>> Begin

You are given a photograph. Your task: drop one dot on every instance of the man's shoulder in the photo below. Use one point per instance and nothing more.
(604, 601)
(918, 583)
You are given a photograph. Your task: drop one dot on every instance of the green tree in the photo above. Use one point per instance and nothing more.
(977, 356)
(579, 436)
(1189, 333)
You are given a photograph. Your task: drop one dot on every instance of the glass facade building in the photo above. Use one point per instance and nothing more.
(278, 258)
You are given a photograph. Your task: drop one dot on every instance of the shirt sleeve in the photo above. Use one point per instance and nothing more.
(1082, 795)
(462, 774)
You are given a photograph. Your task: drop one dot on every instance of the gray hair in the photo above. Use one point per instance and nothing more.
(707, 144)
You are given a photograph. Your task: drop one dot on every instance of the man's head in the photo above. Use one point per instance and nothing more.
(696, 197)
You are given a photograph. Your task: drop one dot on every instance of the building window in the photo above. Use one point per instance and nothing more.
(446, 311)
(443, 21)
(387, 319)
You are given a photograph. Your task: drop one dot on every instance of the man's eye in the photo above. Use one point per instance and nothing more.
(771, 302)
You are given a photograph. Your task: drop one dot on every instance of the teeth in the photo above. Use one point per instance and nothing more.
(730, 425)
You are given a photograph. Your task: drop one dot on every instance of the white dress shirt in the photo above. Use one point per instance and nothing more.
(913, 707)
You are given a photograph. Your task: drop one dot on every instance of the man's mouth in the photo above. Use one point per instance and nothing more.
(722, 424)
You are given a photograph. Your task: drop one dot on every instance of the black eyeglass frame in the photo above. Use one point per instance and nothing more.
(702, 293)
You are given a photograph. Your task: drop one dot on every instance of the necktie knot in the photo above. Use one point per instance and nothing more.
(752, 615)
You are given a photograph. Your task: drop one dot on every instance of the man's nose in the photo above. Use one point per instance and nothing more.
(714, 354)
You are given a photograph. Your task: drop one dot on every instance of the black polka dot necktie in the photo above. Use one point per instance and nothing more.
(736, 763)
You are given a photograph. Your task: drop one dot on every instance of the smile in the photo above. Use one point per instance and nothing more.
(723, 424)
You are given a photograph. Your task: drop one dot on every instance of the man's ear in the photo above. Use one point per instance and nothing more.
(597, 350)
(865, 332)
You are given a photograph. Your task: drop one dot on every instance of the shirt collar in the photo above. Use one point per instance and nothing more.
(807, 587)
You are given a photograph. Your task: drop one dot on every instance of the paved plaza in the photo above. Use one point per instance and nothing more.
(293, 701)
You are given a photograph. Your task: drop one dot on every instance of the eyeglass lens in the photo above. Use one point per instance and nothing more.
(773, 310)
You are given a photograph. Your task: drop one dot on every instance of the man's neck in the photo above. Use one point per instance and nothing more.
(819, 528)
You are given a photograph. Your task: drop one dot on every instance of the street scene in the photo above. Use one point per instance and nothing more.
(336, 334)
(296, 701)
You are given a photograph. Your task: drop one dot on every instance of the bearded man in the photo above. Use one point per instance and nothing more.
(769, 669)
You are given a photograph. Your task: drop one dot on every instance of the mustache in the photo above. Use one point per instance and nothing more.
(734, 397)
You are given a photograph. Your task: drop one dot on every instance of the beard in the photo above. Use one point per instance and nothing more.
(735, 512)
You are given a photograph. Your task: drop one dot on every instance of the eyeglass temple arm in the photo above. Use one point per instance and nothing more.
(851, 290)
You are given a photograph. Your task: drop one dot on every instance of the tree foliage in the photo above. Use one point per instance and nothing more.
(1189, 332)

>> End

* [AIM]:
Return only the lines running from the line with "of the street" to the last line of the records, both included, exactly as written.

* [ANSWER FOR THIS EXERCISE]:
You are given a photograph. Your task: drop one dot on every instance of the street scene in the photo above. Use one point per instance and nothing more.
(336, 334)
(296, 701)
You are given a photograph. Your task: drop one dot on every instance of the bearded man in the photo above. Use one point per instance and nothing more.
(769, 669)
You are given a photograph. Your task: drop one dot on every instance of the mustache in the photo above. Use one point per instance and nothing more.
(734, 397)
You are given a photograph. Your task: drop one dot on every instance of the beard in the photo above. Use one point per instance and nothing more.
(735, 512)
You are given a photograph. Your task: drop one dot on every instance of the eyeglass temple arm in the photo above. Use one point per instance and nothing more.
(851, 290)
You are given a photograph. Your task: drop one dot on every instance of the tree foliage in the photo above. Use one point per instance and nothing more.
(1189, 332)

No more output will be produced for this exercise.